You can break a Table
into smaller-sized tables (such as might be
needed for paginated reporting), using Table.batched
, similar to
itertools.batched
added in Python 3.13. Returns a generator that
yields tables sliced into n-sized batches:
for mini_table in tbl.batched(10):
... work with table containing only 10 entries ...
littletable
can perform a rudimentary version of full-text search against
attributes composed of multiple-word contents (such as item descriptions,
comments, etc.). To perform a full-text search, a search index must first be
created, using Table.create_search_index()
, naming the attribute to be
indexed, and optionally any stop words that should be ignored.
Afterward, queries can be run using table.search.<attribute>(query)
,
where attribute
is the attribute that was indexed, and query
is
a list or space-delimited string of search terms. Search terms may be
prefixed by '++' or '--' to indicate required or prohibited terms, or
'+' or '-' for preferred or non-preferred terms. The search function
uses these prefixes to compute a matching score, and the matching records
are returned in descending score order, along with their scores, and optionally
each record's parsed keywords.
In addition to the query, you may also specify a limit; whether to include each entry's indexed search words; and whether to return the results as a new table or as a list of (record, search_score) tuples.
Example:
recipe_data = textwrap.dedent("""\
title,ingredients
Tuna casserole,tuna noodles cream of mushroom soup
Hawaiian pizza,pizza dough pineapple ham tomato sauce
BLT,bread bacon lettuce tomato mayonnaise
Bacon cheeseburger,ground beef bun lettuce ketchup mustard pickle cheese bacon
""")
recipes = lt.Table().csv_import(recipe_data)
recipes.create_search_index("ingredients")
matches = recipes.search.ingredients("+bacon tomato --pineapple", as_table=True)
matches.present()
Will display:
+bacon tomato --pineapple
Title Ingredients Ingredients Search Score
───────────────────────────────────────────────────────────────────────────
BLT bread bacon lettuce 1100
tomato mayonnaise
Bacon cheeseburger ground beef bun lettuce 1000
ketchup mustard pickle
cheese bacon
In some cases, the terms to search for are spread across multiple attributes.
For these cases, create_search_index accepts an optional using
argument,
containing a list of string attributes to concatenate into a single searchable
attribute:
recipes.create_search_index("recipe_terms", using="ingredients title")
matches = recipes.search.recipe_terms("casserole Hawaiian", as_table=True)
matches.present(fields="title ingredients".split())
Will display:
Title Ingredients
─────────────────────────────────────────────────────────
Tuna casserole tuna noodles cream of mushroom soup
Hawaiian pizza pizza dough pineapple ham tomato sauce
Search indexes will become invalid if records are added or removed from the table
after the index has been created. If they are not rebuilt, subsequent searches
will raise the SearchIndexInconsistentError
exception.
Table.stats()
will perform basic mean, variance, and standard deviation
calculations by attribute on records in a table. The results are returned
in a new Table
that can be keyed by attribute (with "mean", "variance", etc.
-*-
_Objective 1_
Gather every row that contains the word "cross" and copy each one in full.
The rows that follow have no connection to the littletable text.
-*-
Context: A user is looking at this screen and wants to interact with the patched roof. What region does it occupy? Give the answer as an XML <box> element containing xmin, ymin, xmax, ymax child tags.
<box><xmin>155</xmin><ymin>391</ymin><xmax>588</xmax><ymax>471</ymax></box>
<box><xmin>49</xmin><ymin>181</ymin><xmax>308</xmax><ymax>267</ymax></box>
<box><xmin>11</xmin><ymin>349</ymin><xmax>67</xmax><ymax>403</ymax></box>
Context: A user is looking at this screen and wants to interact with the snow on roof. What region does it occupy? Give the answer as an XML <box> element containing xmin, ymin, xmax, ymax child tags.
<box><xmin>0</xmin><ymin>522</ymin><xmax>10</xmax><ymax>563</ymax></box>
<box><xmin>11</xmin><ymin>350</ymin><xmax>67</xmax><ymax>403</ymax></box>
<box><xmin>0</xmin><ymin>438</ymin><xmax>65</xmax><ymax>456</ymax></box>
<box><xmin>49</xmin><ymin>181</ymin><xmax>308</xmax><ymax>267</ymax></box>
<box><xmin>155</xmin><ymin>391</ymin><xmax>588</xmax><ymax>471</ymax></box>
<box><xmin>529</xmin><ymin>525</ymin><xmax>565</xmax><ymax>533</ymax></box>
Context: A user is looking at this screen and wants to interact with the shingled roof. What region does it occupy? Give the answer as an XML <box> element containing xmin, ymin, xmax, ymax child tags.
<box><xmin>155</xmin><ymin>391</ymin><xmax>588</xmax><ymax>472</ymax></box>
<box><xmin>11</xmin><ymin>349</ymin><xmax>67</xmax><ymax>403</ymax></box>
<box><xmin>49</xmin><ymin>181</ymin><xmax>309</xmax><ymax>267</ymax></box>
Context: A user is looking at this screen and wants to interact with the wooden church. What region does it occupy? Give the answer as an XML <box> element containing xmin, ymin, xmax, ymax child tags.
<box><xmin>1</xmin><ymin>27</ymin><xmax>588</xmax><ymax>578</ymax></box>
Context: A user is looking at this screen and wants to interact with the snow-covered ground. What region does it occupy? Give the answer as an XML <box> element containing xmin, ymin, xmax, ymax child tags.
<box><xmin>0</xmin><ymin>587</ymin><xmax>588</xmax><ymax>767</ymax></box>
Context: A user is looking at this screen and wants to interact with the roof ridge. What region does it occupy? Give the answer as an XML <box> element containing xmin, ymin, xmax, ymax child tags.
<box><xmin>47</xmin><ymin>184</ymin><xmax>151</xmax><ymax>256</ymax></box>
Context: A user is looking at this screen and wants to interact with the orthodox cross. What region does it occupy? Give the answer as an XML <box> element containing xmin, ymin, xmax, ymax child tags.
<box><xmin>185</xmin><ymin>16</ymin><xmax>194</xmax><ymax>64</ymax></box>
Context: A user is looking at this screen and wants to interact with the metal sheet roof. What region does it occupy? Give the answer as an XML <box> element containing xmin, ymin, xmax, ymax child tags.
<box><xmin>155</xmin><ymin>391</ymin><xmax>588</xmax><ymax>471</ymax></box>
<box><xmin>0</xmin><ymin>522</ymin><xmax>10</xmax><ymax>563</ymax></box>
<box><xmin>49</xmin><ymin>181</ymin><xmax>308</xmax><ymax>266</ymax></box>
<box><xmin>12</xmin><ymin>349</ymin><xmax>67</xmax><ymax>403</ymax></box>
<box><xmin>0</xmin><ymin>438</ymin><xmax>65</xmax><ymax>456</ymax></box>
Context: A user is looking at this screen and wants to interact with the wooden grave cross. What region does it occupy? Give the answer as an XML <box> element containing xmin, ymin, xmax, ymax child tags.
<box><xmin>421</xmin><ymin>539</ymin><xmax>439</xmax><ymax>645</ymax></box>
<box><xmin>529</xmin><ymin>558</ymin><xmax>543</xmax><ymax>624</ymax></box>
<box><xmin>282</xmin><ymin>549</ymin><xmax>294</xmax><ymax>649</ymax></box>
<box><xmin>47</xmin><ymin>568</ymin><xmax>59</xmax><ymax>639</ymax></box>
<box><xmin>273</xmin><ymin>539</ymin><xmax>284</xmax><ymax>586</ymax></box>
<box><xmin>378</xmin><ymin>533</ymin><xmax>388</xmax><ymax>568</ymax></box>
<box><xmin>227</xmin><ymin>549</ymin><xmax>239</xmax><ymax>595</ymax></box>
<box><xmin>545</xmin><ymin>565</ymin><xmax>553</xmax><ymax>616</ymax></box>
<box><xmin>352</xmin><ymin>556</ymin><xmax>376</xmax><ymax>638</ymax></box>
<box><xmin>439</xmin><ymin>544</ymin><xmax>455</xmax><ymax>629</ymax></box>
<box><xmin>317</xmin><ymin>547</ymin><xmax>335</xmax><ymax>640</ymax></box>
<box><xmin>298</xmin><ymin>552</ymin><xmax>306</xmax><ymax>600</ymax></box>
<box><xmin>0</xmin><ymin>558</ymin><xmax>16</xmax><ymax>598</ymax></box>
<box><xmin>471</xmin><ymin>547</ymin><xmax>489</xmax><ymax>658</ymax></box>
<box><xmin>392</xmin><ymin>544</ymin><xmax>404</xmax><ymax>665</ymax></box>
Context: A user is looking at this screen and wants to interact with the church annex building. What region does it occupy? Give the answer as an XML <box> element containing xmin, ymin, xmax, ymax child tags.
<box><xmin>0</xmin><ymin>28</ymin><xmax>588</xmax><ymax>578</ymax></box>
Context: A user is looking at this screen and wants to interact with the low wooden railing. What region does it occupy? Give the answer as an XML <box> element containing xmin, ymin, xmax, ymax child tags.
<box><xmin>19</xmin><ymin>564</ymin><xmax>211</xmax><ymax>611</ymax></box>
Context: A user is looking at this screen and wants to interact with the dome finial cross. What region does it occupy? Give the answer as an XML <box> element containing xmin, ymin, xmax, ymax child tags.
-*-
_Objective 2_
Write out the passage of the littletable text between "littletable" and "run using table.search.<attribute>(query)", inclusive.

_Task solution 1_
Context: A user is looking at this screen and wants to interact with the orthodox cross. What region does it occupy? Give the answer as an XML <box> element containing xmin, ymin, xmax, ymax child tags.
Context: A user is looking at this screen and wants to interact with the wooden grave cross. What region does it occupy? Give the answer as an XML <box> element containing xmin, ymin, xmax, ymax child tags.
Context: A user is looking at this screen and wants to interact with the dome finial cross. What region does it occupy? Give the answer as an XML <box> element containing xmin, ymin, xmax, ymax child tags.

_Task solution 2_
littletable
can perform a rudimentary version of full-text search against
attributes composed of multiple-word contents (such as item descriptions,
comments, etc.). To perform a full-text search, a search index must first be
created, using Table.create_search_index()
, naming the attribute to be
indexed, and optionally any stop words that should be ignored.
Afterward, queries can be run using table.search.<attribute>(query)